[Start of section]

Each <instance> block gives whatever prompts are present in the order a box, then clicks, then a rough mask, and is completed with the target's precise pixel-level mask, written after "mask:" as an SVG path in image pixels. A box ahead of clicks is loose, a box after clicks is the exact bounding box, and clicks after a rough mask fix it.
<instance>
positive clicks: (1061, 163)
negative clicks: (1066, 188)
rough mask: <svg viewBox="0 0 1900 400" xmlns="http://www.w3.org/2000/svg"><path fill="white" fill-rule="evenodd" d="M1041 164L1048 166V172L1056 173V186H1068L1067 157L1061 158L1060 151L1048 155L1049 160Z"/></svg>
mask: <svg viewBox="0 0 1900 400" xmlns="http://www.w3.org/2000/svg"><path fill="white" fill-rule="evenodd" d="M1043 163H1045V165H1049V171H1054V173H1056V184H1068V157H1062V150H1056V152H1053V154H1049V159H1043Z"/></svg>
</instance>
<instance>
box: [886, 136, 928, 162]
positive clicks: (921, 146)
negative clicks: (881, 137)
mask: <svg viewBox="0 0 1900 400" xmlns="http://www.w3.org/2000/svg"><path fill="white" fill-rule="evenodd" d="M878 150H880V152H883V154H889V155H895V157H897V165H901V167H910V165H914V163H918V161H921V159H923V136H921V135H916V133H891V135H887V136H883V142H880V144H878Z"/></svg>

[End of section]

■ **WHAT NEEDS TO BE DONE**
When you answer, return the records above exactly as they stand.

■ **TASK SOLUTION**
Each <instance> block gives whatever prompts are present in the order a box, then clicks, then a rough mask, and is completed with the target's precise pixel-level mask, written after "mask:" as an SVG path in image pixels. A box ahead of clicks is loose, a box after clicks is the exact bounding box, and clicks after a rough mask fix it.
<instance>
positive clicks: (1061, 163)
negative clicks: (1066, 188)
rough mask: <svg viewBox="0 0 1900 400" xmlns="http://www.w3.org/2000/svg"><path fill="white" fill-rule="evenodd" d="M1041 164L1048 166V172L1056 173V186H1068L1067 157L1061 158L1060 151L1048 155L1049 160Z"/></svg>
mask: <svg viewBox="0 0 1900 400" xmlns="http://www.w3.org/2000/svg"><path fill="white" fill-rule="evenodd" d="M1043 163H1045V165H1049V171H1054V173H1056V184H1068V157H1062V150H1056V152H1053V154H1049V159H1043Z"/></svg>
</instance>
<instance>
box: [886, 136, 928, 162]
positive clicks: (921, 146)
negative clicks: (881, 137)
mask: <svg viewBox="0 0 1900 400" xmlns="http://www.w3.org/2000/svg"><path fill="white" fill-rule="evenodd" d="M878 150H880V152H883V154H889V155H895V157H897V165H901V167H910V165H914V163H918V161H921V159H923V136H921V135H916V133H891V135H887V136H883V142H880V144H878Z"/></svg>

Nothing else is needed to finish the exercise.